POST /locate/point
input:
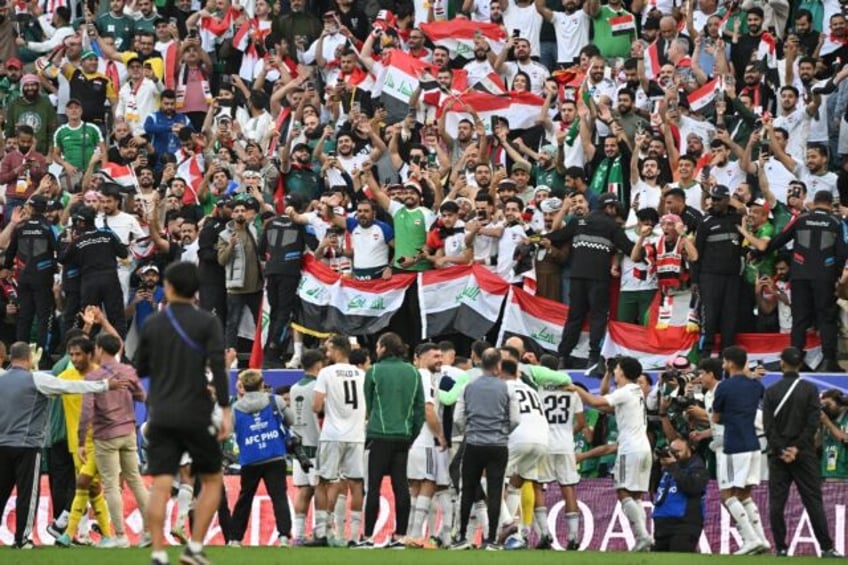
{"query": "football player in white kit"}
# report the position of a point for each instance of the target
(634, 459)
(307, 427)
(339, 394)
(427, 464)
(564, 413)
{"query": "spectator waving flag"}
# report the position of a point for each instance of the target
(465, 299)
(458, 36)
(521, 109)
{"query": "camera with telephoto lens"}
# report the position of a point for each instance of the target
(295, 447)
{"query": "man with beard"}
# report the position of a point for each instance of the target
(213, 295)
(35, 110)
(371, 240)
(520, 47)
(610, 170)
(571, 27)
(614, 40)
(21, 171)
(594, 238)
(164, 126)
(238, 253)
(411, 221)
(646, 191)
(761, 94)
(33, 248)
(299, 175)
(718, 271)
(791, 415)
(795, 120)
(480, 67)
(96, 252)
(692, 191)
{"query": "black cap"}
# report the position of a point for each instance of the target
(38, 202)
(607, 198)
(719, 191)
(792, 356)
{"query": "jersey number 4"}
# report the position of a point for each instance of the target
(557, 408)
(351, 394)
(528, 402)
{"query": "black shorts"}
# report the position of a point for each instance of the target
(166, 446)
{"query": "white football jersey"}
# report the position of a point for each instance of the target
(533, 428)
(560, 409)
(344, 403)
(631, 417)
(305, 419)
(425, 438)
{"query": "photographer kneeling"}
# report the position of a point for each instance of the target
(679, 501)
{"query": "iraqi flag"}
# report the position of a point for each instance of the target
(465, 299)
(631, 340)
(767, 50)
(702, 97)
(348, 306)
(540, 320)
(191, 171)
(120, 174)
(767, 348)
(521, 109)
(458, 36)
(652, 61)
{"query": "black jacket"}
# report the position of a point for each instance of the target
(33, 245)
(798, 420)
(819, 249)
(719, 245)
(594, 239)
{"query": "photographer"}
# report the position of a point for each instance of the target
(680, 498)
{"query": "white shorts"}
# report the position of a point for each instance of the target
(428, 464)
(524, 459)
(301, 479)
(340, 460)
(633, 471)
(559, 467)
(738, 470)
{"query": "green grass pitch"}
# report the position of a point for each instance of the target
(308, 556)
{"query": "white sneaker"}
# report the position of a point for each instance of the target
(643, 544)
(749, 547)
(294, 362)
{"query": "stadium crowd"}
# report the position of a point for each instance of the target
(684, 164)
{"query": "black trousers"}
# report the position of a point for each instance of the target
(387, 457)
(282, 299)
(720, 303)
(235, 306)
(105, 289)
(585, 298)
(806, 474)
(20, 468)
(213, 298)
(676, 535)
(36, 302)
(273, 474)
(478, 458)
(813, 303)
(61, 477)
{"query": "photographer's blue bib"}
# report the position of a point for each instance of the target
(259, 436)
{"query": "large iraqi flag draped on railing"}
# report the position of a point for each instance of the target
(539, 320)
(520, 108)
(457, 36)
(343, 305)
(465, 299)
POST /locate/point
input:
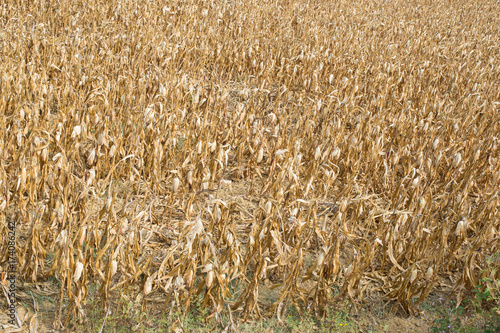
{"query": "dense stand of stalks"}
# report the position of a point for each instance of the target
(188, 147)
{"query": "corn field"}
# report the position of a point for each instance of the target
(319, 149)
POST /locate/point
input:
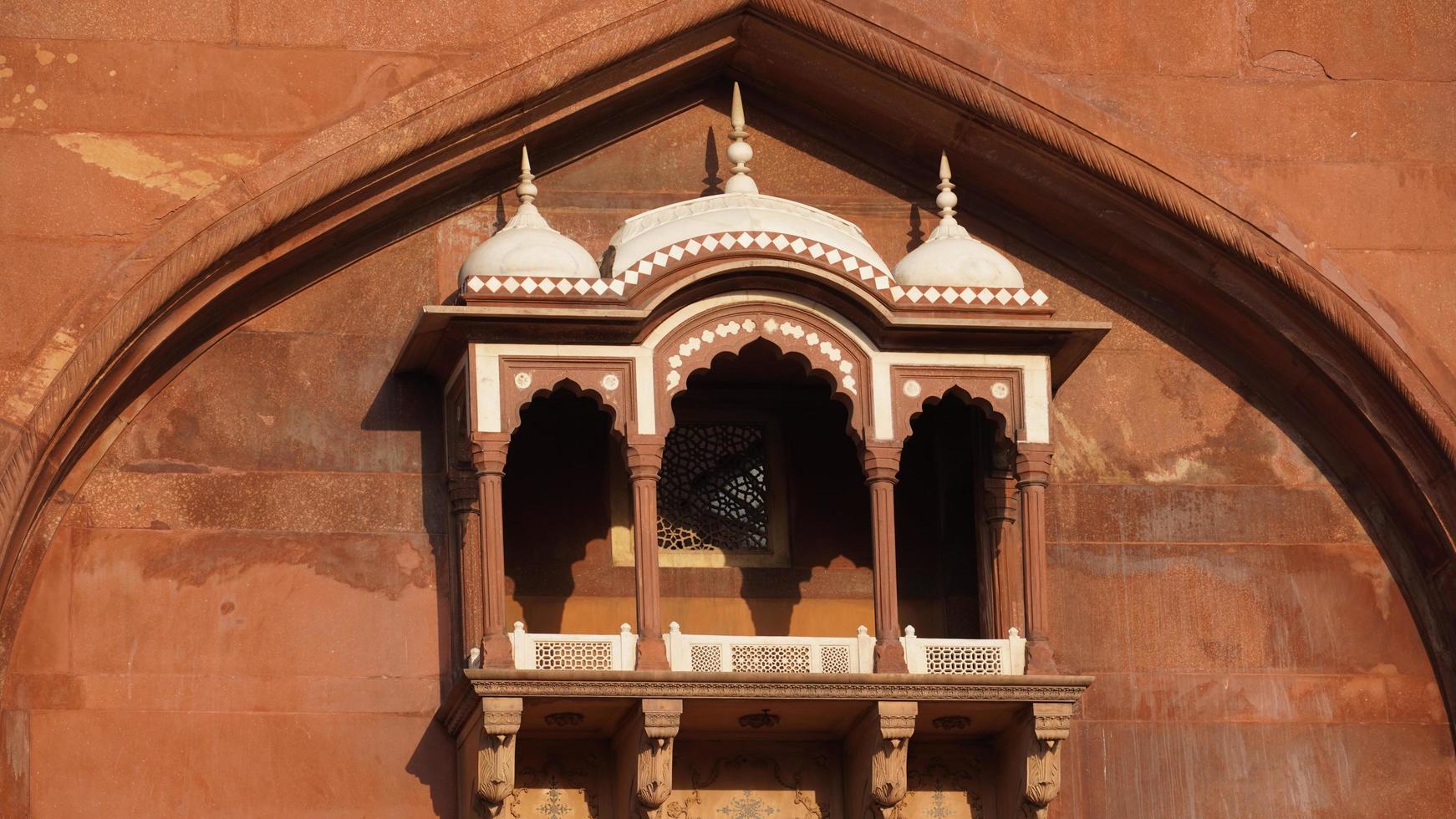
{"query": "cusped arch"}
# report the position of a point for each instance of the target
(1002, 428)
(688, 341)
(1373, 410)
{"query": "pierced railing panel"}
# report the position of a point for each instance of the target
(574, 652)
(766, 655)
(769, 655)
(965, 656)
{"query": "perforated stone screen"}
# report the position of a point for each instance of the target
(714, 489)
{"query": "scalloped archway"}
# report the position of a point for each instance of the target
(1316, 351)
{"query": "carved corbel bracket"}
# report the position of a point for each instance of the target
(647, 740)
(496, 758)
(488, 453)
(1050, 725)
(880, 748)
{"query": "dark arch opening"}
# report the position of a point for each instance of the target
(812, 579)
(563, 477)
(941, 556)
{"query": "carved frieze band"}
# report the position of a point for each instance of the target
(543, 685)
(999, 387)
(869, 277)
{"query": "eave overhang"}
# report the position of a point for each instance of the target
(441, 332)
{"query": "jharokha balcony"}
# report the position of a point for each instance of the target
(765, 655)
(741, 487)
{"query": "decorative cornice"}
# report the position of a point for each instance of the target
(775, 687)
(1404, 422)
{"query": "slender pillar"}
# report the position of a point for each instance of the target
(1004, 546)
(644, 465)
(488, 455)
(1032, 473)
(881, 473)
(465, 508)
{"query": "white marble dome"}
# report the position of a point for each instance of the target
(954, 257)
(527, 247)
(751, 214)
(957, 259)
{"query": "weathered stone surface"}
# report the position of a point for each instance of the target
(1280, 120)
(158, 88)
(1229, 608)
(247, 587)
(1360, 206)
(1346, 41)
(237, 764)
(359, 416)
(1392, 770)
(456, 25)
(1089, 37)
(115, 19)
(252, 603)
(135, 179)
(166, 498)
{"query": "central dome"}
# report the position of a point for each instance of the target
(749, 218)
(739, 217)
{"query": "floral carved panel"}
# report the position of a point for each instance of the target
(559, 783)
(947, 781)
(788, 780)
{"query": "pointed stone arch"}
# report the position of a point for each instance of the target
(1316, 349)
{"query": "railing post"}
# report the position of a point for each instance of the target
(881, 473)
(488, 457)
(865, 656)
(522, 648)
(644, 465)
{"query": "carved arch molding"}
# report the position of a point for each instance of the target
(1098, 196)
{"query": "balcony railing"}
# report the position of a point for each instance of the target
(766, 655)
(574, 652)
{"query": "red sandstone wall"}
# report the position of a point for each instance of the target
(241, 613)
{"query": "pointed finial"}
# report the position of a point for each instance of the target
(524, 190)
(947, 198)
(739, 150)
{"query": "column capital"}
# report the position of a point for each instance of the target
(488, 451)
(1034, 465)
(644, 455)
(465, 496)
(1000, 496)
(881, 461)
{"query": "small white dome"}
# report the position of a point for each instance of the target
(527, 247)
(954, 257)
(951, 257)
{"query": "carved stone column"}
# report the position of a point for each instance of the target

### Instruction
All the material shown above is to be copied exactly, with no pictures carried over.

### Completed exercise
POST /locate/point
input:
{"query": "football player in white kit"}
# report the position of a point for each instance of the target
(634, 459)
(307, 427)
(339, 394)
(427, 464)
(564, 413)
{"query": "spectator waving flag"}
# report the position of a point for each instance of the target
(465, 299)
(458, 36)
(521, 109)
{"query": "camera with telephoto lens"}
# report the position of a point for each instance of the target
(295, 447)
{"query": "man with beard"}
# report the position of a point for each instance of the target
(213, 295)
(35, 110)
(371, 240)
(520, 47)
(610, 170)
(571, 27)
(614, 40)
(21, 171)
(594, 238)
(164, 126)
(238, 253)
(411, 221)
(646, 191)
(761, 94)
(33, 248)
(299, 175)
(718, 271)
(791, 415)
(795, 120)
(480, 67)
(96, 252)
(692, 191)
{"query": "black cap"}
# report the position of a point for each instance of the target
(38, 202)
(607, 198)
(719, 191)
(792, 356)
{"query": "jersey number 4"}
# report the position of a point for each instance of the target
(557, 408)
(351, 394)
(528, 402)
{"query": "black shorts"}
# report the position of a point for each instance of the target
(166, 446)
{"query": "white football jersey"}
# report the position of a point for each instance of the target
(533, 428)
(560, 409)
(344, 403)
(631, 417)
(305, 419)
(425, 438)
{"query": "photographer kneeling"}
# report the position of a point for each instance of the target
(679, 501)
{"query": "iraqi flag"}
# report the position of a point for each instance of the target
(465, 299)
(631, 340)
(767, 50)
(702, 97)
(348, 306)
(540, 320)
(191, 171)
(120, 174)
(767, 348)
(521, 109)
(458, 36)
(652, 61)
{"query": "black jacket"}
# report the position of a point for each instance of the target
(33, 245)
(798, 420)
(819, 249)
(719, 245)
(594, 239)
{"query": "photographer"}
# report the position of a point for each instance of the target
(680, 498)
{"query": "white shorts"}
# report the position of a point for each instance of the target
(428, 464)
(524, 459)
(301, 479)
(340, 460)
(633, 471)
(559, 467)
(738, 470)
{"query": "green grass pitch"}
# report the position of a point for each instance of the target
(308, 556)
{"query": "white sneaker"}
# report the position of a point for each instance of the target
(643, 544)
(749, 547)
(294, 362)
{"query": "stadium crowd"}
# report the position of a point for each instance of the target
(684, 164)
{"query": "black trousers"}
# report the position of a point for each instance of the target
(387, 457)
(282, 299)
(720, 303)
(235, 306)
(105, 289)
(585, 298)
(806, 474)
(20, 468)
(213, 298)
(676, 535)
(36, 302)
(273, 474)
(478, 458)
(813, 303)
(61, 477)
{"query": "photographer's blue bib"}
# report the position of a point for each instance of the target
(259, 436)
{"query": "large iraqi flag draped on railing"}
# report the position of a point for each instance of the target
(539, 320)
(520, 108)
(457, 36)
(343, 305)
(465, 299)
POST /locate/point
input:
{"query": "dense stand of stalks"}
# report the position of a point for each instance of the target
(188, 147)
{"query": "corn field"}
# report the position of a point for each instance of the target
(319, 149)
POST /locate/point
input:
{"query": "cusped arch"}
# report the position of a point for each instance of the target
(1002, 428)
(688, 341)
(1373, 410)
{"query": "pierced railing panel"}
# report the position of a point for each instance of the target
(574, 652)
(766, 655)
(769, 655)
(965, 656)
{"query": "perforated stone screen"}
# report the position of a point for each instance of the target
(714, 489)
{"query": "scalloped archway"}
# report the position of a point for each instance of the target
(1316, 351)
{"query": "carved corbel bracket"}
# report the position of a point for each instance of the target
(647, 740)
(496, 758)
(488, 453)
(1050, 725)
(880, 748)
{"query": "dark arch opening"}
# report the position of a point for each instance of the target
(812, 579)
(563, 477)
(941, 556)
{"query": "carved frieze band"}
# report the position of a point for each instance of the target
(543, 685)
(999, 387)
(869, 277)
{"query": "eave overhang"}
# report the position of a point for each instance of the target
(441, 332)
{"query": "jharokha balcony"}
# report the position of a point for each instance of the target
(765, 655)
(741, 487)
{"query": "decorative cornice"}
# report the position of a point for each instance of the target
(775, 687)
(1404, 422)
{"query": "slender pillar"}
# report the position of a point for each instance of the target
(1004, 546)
(644, 465)
(488, 455)
(1032, 473)
(881, 473)
(465, 508)
{"query": "white marble dome"}
# report the position of a point for each instance of the target
(954, 257)
(527, 247)
(751, 214)
(957, 259)
{"query": "weathered stone surface"}
# report the position of a point for each instance of the target
(1280, 120)
(158, 88)
(1229, 608)
(247, 587)
(1360, 206)
(1346, 41)
(237, 764)
(359, 416)
(1392, 770)
(456, 25)
(1089, 37)
(115, 19)
(252, 603)
(135, 179)
(166, 498)
{"query": "central dome"}
# report the position of a point for each instance of the target
(749, 218)
(739, 217)
{"query": "floral carved panel"}
# report the position of a point for each instance of the target
(559, 783)
(947, 781)
(788, 780)
{"query": "pointed stone arch"}
# report the position of a point for each instance of the target
(1316, 349)
{"query": "railing post"}
# report the position of a point for each instance of the target
(881, 473)
(488, 457)
(865, 656)
(522, 648)
(644, 465)
{"query": "carved arch molding"}
# report the position of a point for each instance of the target
(1098, 196)
{"query": "balcony railing"}
# report the position of a point for each instance of the target
(766, 655)
(574, 652)
{"query": "red sandstone wall"}
# report the position of a point for each instance of the target
(241, 613)
{"query": "pointed finial"}
# report the position of a point for each instance of the target
(524, 190)
(947, 198)
(739, 150)
{"query": "column capital"}
# report the position of a point for each instance of the target
(488, 451)
(1034, 465)
(644, 455)
(465, 496)
(1000, 496)
(881, 461)
{"query": "small white dome"}
# report the position of a point for each instance of the target
(527, 247)
(954, 257)
(951, 257)
{"query": "carved stone column"}
# report the position of a point for each instance of the target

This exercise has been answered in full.